### [What the exercise asks]
Please reproduce all of the data below word for word, changing nothing.

== == ==

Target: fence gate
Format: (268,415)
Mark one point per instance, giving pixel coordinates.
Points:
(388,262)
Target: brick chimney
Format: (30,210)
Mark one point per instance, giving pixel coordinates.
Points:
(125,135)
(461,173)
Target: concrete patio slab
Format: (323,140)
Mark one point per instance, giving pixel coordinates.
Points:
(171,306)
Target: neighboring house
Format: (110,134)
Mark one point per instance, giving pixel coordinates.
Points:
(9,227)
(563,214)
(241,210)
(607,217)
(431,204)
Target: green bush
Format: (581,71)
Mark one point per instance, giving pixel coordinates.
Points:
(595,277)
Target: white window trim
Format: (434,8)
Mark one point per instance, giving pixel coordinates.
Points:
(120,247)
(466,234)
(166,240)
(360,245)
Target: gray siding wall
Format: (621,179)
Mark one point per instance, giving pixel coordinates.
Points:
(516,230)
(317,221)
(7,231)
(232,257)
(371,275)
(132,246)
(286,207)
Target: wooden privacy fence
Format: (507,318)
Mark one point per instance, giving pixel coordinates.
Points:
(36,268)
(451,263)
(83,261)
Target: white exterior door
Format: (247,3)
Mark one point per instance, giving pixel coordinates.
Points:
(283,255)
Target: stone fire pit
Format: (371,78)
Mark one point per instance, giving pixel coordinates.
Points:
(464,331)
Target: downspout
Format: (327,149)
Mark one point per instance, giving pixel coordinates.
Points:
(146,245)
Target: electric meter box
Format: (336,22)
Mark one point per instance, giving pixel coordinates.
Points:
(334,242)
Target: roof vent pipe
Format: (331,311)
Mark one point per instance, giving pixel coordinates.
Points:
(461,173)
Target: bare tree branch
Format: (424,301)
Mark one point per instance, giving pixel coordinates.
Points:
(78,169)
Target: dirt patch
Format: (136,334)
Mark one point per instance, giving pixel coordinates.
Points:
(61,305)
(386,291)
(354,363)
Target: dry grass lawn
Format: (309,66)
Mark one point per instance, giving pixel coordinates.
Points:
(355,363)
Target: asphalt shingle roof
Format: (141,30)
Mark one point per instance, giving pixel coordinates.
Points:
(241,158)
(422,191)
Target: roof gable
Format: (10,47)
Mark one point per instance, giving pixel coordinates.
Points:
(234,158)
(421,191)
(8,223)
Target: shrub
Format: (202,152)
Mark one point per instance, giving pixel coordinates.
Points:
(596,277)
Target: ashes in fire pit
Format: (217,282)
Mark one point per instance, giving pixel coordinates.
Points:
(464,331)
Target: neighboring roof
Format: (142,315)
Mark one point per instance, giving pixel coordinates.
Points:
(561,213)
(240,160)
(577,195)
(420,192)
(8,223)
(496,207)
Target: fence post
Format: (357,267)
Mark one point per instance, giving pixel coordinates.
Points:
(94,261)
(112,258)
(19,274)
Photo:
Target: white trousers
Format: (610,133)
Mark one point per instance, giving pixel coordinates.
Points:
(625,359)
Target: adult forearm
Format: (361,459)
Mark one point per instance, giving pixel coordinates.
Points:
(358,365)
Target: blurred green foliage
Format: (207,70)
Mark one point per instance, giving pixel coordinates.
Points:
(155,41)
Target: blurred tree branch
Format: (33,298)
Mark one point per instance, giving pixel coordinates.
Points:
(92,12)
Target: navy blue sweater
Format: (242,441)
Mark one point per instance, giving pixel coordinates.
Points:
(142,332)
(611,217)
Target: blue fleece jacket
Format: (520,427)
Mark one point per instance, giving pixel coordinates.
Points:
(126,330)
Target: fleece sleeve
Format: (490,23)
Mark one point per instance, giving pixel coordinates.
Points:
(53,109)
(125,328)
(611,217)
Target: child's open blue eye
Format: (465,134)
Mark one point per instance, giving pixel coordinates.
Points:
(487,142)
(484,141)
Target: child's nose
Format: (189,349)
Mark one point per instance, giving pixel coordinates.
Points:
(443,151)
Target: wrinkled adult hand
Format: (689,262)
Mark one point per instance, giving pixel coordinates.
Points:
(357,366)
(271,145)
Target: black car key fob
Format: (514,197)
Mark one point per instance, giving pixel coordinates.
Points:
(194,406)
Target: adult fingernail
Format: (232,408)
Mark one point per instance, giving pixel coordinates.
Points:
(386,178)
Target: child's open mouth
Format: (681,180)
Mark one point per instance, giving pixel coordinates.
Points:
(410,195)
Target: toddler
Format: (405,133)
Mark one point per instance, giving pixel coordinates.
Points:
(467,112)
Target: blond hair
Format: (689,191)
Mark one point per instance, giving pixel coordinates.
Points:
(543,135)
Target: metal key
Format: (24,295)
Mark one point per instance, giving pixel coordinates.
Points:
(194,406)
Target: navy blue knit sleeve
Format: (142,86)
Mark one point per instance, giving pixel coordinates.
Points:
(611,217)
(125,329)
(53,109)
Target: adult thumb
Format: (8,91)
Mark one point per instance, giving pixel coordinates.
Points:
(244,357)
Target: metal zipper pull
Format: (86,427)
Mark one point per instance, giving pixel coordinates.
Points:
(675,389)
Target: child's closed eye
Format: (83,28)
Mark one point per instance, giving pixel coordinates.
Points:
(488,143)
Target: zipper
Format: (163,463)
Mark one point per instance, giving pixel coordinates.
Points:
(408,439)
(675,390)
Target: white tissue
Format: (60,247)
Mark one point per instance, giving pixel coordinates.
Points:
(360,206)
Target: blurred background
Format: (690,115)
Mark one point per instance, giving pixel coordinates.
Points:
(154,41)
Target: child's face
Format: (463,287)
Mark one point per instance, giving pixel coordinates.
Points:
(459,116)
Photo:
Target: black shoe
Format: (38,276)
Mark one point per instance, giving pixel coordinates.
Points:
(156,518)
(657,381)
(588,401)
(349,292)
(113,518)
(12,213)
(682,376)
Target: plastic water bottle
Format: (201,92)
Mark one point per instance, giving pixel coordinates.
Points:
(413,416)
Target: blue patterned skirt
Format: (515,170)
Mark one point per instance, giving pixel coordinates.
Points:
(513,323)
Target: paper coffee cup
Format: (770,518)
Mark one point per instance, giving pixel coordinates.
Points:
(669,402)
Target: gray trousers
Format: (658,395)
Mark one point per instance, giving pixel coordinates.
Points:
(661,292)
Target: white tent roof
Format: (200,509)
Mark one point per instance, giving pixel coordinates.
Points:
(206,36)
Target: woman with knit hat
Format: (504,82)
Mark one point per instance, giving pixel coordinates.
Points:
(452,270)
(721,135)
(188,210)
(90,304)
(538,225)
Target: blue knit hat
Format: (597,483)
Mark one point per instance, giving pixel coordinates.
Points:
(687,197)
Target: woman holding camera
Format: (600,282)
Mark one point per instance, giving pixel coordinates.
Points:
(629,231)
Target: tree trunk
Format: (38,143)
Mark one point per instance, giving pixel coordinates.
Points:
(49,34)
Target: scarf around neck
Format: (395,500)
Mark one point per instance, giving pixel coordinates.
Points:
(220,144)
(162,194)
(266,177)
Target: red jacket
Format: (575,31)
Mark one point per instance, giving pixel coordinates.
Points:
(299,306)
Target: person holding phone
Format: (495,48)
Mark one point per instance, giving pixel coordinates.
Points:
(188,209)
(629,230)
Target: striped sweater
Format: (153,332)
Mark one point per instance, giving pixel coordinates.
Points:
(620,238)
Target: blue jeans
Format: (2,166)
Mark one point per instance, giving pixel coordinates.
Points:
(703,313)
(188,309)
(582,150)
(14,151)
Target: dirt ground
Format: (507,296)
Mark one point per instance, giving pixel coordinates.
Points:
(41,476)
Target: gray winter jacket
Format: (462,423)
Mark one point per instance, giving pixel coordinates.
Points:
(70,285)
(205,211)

== == ==

### [Answer]
Target: fence gate
Format: (268,415)
Mark one point per instance, giving pixel coordinates.
Points:
(388,262)
Target: brick chimney
Format: (30,210)
Mark one point per instance, giving pixel coordinates.
Points:
(125,135)
(461,173)
Target: concrete patio slab
Format: (323,140)
Mark one point per instance, giving pixel coordinates.
Points:
(171,306)
Target: neighboring house
Format: (110,134)
Mark one point per instance, giving pixel coordinates.
Points:
(9,227)
(563,214)
(241,210)
(607,217)
(431,204)
Target: green bush
Format: (581,71)
Mark one point per instance, giving pixel coordinates.
Points:
(595,277)
Target: white window trim
Format: (434,8)
Mark one point per instance, giving pixel coordinates.
Points:
(120,247)
(466,234)
(166,240)
(360,245)
Target: gray siding wall
Format: (621,179)
Mark one point per instance, giving pixel coordinates.
Points:
(516,230)
(317,221)
(7,231)
(232,257)
(371,275)
(132,246)
(286,207)
Target: wooden privacy fence
Format: (507,318)
Mark one point per instance, giving pixel coordinates.
Points:
(36,268)
(451,263)
(83,261)
Target: white exterior door
Format: (247,3)
Mark one point per instance, giving pixel coordinates.
Points:
(283,255)
Target: stone fire pit
Format: (371,78)
Mark one point per instance, giving pixel coordinates.
Points:
(464,331)
Target: downspout
Format: (327,149)
Mark one point per instance, giving pixel coordinates.
Points:
(146,245)
Target: electric meter box
Format: (336,22)
Mark one point per instance, giving pixel coordinates.
Points:
(334,242)
Target: roof vent pipe
Format: (331,311)
Mark one point per instance, giving pixel coordinates.
Points:
(461,173)
Target: bare tree branch
Format: (424,301)
Mark one point per instance, giving pixel coordinates.
Points:
(78,169)
Target: dirt patch
Format: (136,334)
Mark one point per instance, giving pixel coordinates.
Points:
(61,305)
(386,291)
(354,363)
Target: dry grass lawn
Format: (309,66)
Mark one point per instance, giving pixel coordinates.
Points:
(355,363)
Target: asphalt shingle roof
Format: (141,30)
Mark one point per instance, giving pixel coordinates.
Points:
(241,158)
(422,191)
Target: roof gable
Format: (10,47)
Mark one point per instance, giving pixel coordinates.
Points:
(234,158)
(421,191)
(8,223)
Target: shrub
Format: (202,152)
Mark one point per instance, giving pixel coordinates.
Points:
(596,277)
Target: ashes in fire pit
Format: (217,282)
Mark one point per instance, giving pixel coordinates.
Points:
(464,331)
Target: neighboring roof
Format: (142,315)
Mark one point per instance, giving pixel coordinates.
Points:
(561,213)
(240,160)
(577,195)
(420,192)
(8,223)
(496,207)
Target: fence post
Format: (357,267)
Mark one point per instance, giving pixel coordinates.
Points:
(94,261)
(112,258)
(19,274)
Photo:
Target: white trousers
Format: (610,133)
Mark one point per instance, giving pixel coordinates.
Points:
(625,359)
Target: adult forearm
Format: (361,459)
Mark one point per instance, giving pixel coordinates.
Points:
(358,365)
Target: blurred green foliage
Format: (207,70)
Mark one point per instance, giving pixel coordinates.
Points:
(155,41)
Target: blurred tree branch
Format: (33,298)
Mark one point per instance, giving pixel coordinates.
Points:
(92,12)
Target: navy blue sweater
Format: (242,441)
Mark one point per instance, giving pixel coordinates.
Points:
(142,332)
(611,217)
Target: blue fleece jacket
Format: (520,427)
Mark one point per instance, giving pixel coordinates.
Points:
(126,330)
Target: fleece sleeve
Format: (490,23)
Mark one point per instance, giving pixel coordinates.
Points:
(53,109)
(125,328)
(611,217)
Target: child's open blue eye
Format: (465,134)
Mark one point per instance, giving pixel coordinates.
Points:
(487,142)
(484,141)
Target: child's nose
Format: (189,349)
Mark one point per instance, giving pixel coordinates.
Points:
(443,151)
Target: wrinkled adult hand
Format: (689,262)
Mark one point per instance, giving pixel coordinates.
Points:
(357,366)
(271,145)
Target: black car key fob
Format: (514,197)
Mark one point per instance, giving pixel coordinates.
Points:
(194,406)
Target: adult fingernail
Format: (232,408)
Mark one point per instance, giving pixel coordinates.
Points:
(386,178)
Target: child's open mouth
Format: (681,180)
Mark one point per instance, giving pixel coordinates.
Points:
(410,195)
Target: toddler
Format: (405,133)
Mark one point per instance, giving pixel coordinates.
Points:
(467,112)
Target: blond hair
Format: (689,191)
Mark one point per instance, giving pixel coordinates.
Points:
(543,135)
Target: metal key
Format: (24,295)
Mark one point per instance, giving pixel coordinates.
Points:
(194,406)
Target: navy blue knit sleeve
Format: (142,86)
Mark one point per instance, giving pixel coordinates.
Points:
(611,217)
(125,329)
(53,109)
Target: adult thumb
Format: (8,91)
Mark one point per instance, giving pixel coordinates.
Points:
(244,357)
Target: metal zipper pull
Format: (86,427)
Mark one point per instance, giving pixel coordinates.
Points:
(675,389)
Target: child's closed eye
Format: (83,28)
Mark one point per instance, giving pixel coordinates.
Points:
(488,143)
Target: zipper
Format: (163,463)
Mark one point per instance, giving pixel coordinates.
Points:
(408,439)
(675,390)
Target: white tissue
Format: (60,247)
Mark one point per instance, giving pixel coordinates.
Points:
(360,206)
Target: blurred background
Format: (690,115)
Mark one point per instance, giving pixel coordinates.
Points:
(154,41)
Target: child's face
Format: (463,287)
Mark one point per instance, giving pixel coordinates.
Points:
(459,116)
Photo:
Target: black shoe
Format: (38,276)
Mark one point per instance, giving pixel coordinates.
Points:
(156,518)
(657,381)
(588,401)
(349,292)
(113,518)
(12,213)
(682,376)
Target: plastic water bottle
Format: (201,92)
Mark one point per instance, giving pixel coordinates.
Points:
(413,416)
Target: blue patterned skirt
Format: (515,170)
Mark one point per instance, giving pixel coordinates.
Points:
(513,323)
Target: paper coffee cup
Format: (770,518)
Mark one point per instance, giving pixel coordinates.
Points:
(669,402)
Target: gray trousers
Format: (658,395)
Mark one point per instance, giving pixel coordinates.
Points:
(661,292)
Target: white tent roof
Format: (200,509)
Mark one point per instance, giving pixel coordinates.
Points:
(206,36)
Target: woman with knit hat
Format: (504,82)
Mark one point per instance, giving pixel coordinates.
Points:
(452,270)
(721,135)
(188,210)
(90,304)
(538,225)
Target: blue knit hat
Format: (597,483)
Mark one point per instance, giving pixel coordinates.
Points:
(687,197)
Target: woman holding camera
Format: (600,282)
Mark one point per instance, giving pixel coordinates.
Points:
(629,231)
Target: tree trunk
Format: (38,143)
Mark one point per instance, giving pixel coordinates.
Points:
(49,34)
Target: scarf around neck
Format: (395,500)
Mark one point per instance, giving pixel coordinates.
Points:
(220,144)
(162,194)
(266,177)
Target: red jacket
Format: (575,31)
Mark one point per instance, giving pixel coordinates.
Points:
(299,306)
Target: person holding phone
Format: (495,48)
Mark one point per instance, giving pixel coordinates.
Points:
(188,209)
(629,230)
Target: striped sweater
Format: (153,332)
Mark one point per instance, giving pixel coordinates.
Points:
(620,238)
Target: blue jeans
Format: (2,166)
Mark one point per instance, giving pixel coordinates.
Points:
(703,313)
(188,309)
(582,150)
(14,151)
Target: dirt ground
Format: (507,296)
Mark one point per instance, giving pixel coordinates.
Points:
(41,476)
Target: gray winter jacket
Format: (462,423)
Mark one point per instance, giving pixel coordinates.
Points:
(70,285)
(205,211)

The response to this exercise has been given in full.